> WHAT TO DO
**1)** From the passage on the Canadian cannabis market, output the text starting at "A Hurdle Of" and ending at "not enough action.".
**2)** Using the passage on the Canadian cannabis market, explain in one to three sentences why investors are warned despite the market's apparent rebound.

(Beginning of EXCERPTED PASSAGE)

A Hurdle Of Their Own Making
Despite what looks like a great rebound in the Canadian cannabis market investors are warned. The entire industry is suffering from a sickness of its own making that has nothing to do with COVID-19. A look at the charts will show you this market took on a decidedly bearish tone nearly two years ago when recreational use was legalized. What’s the problem? Too much hype, not enough action.
If you’ll remember, it was just 24 months ago that virtually all analysts were gushing over the Canadian cannabis market because of its potential. By all accounts, the market should be worth over $5 billion and yet annualized sales have only now reached 50% of that mark. Adding to this is the rapid expansion spurred by the hype. Companies like Aphria (NYSE: APHA), Canopy Growth Corporation (NYSE: CGC), and Hexo (NASDAQ: HEXO) were spending like mad in attempts to dominate a market that never materialized. Now, and Aphria’s 3rd quarter results are evidence, those issues are coming to full fruit.

(End of EXCERPTED PASSAGE)
(Beginning of EXTRACTED DATA)

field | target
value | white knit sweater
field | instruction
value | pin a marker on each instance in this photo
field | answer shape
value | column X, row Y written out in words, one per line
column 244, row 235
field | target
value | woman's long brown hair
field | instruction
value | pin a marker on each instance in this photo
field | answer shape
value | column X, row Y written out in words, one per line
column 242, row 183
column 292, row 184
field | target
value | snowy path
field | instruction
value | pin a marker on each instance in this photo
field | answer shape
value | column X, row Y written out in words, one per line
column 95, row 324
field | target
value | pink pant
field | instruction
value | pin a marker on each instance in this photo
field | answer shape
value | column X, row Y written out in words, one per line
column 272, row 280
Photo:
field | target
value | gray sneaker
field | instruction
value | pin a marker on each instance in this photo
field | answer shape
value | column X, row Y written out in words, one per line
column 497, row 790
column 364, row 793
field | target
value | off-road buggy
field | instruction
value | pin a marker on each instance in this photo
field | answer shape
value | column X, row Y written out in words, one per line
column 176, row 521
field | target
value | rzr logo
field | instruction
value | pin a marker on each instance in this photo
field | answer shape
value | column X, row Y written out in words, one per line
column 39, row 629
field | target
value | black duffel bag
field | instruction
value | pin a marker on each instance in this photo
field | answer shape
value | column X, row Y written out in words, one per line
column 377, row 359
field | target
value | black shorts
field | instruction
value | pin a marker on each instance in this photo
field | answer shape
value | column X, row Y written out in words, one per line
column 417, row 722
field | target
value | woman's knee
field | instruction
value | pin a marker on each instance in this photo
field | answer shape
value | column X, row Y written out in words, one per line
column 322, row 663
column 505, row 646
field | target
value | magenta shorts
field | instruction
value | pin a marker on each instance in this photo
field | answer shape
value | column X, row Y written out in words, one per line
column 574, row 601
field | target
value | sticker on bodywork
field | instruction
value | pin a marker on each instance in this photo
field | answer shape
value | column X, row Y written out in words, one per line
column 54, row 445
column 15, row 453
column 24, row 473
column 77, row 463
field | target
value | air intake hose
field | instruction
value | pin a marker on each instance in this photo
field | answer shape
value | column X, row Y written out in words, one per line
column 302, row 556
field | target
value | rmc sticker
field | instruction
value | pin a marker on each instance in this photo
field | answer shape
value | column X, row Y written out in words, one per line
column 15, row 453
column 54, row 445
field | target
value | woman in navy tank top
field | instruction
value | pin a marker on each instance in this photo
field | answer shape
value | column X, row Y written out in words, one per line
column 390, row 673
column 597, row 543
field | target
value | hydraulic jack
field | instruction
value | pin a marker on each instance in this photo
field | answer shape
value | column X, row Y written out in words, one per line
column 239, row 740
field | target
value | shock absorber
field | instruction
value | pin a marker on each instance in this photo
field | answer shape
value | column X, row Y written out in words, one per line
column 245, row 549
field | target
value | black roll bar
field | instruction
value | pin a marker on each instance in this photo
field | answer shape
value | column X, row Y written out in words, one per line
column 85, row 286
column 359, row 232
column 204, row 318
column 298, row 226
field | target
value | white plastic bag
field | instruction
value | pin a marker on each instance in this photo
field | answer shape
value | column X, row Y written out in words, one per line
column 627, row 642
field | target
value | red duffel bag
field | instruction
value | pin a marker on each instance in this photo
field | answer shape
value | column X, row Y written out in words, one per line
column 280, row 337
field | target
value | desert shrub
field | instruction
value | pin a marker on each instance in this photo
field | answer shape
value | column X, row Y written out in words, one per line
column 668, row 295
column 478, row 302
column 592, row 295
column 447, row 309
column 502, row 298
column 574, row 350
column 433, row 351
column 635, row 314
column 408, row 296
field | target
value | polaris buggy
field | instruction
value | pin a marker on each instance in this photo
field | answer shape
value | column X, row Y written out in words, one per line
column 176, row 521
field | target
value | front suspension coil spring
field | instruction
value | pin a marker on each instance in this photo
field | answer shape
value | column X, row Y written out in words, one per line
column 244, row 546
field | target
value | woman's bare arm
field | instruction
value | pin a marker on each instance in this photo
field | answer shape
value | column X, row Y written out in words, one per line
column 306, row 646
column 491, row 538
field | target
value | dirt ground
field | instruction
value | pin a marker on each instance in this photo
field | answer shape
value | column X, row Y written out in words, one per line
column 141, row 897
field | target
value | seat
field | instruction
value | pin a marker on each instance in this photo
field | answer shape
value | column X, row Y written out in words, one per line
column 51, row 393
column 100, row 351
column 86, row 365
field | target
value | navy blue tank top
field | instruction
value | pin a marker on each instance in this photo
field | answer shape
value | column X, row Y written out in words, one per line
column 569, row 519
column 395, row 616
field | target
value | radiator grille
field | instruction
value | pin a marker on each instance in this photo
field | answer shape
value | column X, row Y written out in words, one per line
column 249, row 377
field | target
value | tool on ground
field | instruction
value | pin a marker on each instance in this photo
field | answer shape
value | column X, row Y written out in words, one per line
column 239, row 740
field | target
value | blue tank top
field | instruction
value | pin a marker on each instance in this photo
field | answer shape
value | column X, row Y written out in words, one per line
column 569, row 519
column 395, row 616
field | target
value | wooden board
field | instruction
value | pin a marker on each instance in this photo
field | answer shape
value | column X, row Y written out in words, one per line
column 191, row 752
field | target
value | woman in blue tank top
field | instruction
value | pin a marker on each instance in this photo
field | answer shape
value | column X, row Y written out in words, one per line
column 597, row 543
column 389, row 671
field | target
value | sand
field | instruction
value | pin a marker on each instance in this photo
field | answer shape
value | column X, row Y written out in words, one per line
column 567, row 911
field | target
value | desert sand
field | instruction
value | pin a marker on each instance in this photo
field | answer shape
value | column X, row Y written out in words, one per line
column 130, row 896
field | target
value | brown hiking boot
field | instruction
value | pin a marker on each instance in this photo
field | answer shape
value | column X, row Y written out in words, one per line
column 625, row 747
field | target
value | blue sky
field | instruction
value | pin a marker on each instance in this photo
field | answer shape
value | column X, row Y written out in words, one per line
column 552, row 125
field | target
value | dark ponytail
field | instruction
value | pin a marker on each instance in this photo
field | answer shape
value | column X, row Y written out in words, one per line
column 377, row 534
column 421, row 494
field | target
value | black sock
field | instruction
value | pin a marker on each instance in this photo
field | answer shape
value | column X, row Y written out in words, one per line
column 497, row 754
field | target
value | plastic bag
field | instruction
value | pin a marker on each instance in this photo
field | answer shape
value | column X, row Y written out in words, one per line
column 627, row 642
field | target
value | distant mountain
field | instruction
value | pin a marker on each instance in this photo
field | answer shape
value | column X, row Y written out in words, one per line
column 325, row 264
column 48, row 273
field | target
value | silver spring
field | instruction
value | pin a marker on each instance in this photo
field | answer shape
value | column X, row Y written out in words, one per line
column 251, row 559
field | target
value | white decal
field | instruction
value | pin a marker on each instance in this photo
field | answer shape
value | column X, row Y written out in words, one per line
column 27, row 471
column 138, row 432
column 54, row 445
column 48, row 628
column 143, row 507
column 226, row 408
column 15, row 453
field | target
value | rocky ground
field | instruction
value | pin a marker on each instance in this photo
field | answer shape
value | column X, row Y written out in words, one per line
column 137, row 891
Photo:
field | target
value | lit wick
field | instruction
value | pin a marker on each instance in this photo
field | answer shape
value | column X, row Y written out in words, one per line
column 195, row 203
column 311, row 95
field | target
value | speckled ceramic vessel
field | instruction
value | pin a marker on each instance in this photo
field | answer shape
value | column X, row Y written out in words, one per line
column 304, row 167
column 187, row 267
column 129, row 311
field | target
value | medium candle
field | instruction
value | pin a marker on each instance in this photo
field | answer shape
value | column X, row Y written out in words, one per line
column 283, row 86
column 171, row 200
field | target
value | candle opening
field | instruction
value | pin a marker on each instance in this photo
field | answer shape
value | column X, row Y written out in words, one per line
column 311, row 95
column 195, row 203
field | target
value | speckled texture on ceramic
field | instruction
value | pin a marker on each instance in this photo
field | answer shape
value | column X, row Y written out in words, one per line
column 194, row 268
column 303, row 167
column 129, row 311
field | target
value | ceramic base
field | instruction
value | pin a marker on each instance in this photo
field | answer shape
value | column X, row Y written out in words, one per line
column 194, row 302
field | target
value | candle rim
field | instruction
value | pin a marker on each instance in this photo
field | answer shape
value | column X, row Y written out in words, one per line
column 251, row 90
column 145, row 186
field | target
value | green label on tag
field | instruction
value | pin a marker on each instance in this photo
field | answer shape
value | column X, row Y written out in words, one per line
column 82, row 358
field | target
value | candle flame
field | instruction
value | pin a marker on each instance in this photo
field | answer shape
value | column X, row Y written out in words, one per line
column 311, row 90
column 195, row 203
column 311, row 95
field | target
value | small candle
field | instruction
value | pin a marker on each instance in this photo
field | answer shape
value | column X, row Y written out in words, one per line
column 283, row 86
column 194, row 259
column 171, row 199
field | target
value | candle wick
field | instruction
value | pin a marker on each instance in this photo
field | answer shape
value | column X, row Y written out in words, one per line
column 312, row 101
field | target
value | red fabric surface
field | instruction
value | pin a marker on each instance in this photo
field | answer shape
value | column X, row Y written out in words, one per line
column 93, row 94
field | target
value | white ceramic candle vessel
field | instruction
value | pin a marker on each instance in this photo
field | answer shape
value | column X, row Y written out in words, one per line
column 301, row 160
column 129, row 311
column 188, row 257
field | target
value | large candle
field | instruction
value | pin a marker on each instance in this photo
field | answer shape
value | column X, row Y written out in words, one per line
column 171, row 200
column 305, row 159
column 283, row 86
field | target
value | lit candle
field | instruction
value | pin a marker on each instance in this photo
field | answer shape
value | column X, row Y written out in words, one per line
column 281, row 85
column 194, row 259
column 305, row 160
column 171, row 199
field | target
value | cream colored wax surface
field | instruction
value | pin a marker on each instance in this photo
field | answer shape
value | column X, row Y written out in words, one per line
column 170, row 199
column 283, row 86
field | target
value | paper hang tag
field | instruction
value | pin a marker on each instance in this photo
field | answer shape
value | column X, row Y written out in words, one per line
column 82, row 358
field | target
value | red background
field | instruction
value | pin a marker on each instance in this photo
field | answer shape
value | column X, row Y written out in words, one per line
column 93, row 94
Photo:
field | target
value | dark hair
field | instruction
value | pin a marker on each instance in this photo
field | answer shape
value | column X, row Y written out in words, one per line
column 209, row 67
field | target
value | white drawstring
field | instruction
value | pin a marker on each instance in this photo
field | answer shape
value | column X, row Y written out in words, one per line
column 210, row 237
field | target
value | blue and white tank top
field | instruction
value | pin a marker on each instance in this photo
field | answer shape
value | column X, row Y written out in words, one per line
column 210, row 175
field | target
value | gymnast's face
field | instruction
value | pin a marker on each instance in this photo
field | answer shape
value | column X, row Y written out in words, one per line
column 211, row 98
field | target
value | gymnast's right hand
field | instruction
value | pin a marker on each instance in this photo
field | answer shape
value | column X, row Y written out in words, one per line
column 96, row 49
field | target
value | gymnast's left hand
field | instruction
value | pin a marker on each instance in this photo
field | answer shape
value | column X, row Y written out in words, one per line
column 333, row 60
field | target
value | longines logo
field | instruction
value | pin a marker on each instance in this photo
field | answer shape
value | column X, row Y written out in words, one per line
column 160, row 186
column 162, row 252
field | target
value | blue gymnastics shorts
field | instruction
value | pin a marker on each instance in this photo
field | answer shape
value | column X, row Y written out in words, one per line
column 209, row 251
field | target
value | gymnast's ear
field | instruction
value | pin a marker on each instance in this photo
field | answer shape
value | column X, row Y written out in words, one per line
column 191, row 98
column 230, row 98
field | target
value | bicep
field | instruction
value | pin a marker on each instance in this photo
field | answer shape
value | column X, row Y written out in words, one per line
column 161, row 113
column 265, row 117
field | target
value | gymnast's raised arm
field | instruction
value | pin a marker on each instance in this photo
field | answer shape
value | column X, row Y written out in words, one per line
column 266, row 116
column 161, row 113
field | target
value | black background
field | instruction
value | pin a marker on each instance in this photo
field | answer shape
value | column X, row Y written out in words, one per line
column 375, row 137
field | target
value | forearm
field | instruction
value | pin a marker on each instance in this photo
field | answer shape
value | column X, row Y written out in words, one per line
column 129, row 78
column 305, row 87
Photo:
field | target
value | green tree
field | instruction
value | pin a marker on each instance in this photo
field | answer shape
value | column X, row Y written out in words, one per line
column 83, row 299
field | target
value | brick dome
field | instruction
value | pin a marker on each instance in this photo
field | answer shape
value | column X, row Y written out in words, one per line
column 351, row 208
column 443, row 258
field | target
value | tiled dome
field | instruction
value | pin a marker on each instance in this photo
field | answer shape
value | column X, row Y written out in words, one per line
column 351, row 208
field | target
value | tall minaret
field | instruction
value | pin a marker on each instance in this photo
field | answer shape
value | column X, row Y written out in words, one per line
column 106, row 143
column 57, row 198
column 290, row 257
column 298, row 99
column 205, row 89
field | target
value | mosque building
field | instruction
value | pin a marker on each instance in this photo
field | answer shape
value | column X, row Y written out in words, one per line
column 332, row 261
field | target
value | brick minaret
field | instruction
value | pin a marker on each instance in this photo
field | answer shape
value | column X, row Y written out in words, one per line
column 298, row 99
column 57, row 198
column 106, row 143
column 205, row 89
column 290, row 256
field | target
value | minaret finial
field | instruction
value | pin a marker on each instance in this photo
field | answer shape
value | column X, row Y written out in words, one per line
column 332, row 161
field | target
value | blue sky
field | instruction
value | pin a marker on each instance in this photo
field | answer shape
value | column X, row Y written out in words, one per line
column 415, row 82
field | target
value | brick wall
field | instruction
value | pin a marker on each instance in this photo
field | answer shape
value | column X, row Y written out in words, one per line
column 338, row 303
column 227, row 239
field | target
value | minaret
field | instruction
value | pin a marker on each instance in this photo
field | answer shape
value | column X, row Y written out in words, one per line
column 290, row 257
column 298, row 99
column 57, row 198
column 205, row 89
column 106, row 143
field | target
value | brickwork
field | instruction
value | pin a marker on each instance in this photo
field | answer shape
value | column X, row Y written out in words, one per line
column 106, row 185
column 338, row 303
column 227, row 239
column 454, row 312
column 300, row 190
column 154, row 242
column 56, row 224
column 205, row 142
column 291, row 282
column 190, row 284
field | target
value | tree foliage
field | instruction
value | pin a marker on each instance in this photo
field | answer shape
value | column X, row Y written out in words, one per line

(End of EXTRACTED DATA)

> TASK RESPONSES
**1)**
A Hurdle Of Their Own Making
Despite what looks like a great rebound in the Canadian cannabis market investors are warned. The entire industry is suffering from a sickness of its own making that has nothing to do with COVID-19. A look at the charts will show you this market took on a decidedly bearish tone nearly two years ago when recreational use was legalized. What’s the problem? Too much hype, not enough action.

**2)** The industry suffers from a problem of its own making that has nothing to do with COVID-19: too much hype and not enough action. Analysts expected the market to be worth over $5 billion, but annualized sales have reached only half of that. Meanwhile, companies spent heavily trying to dominate a market that never materialized.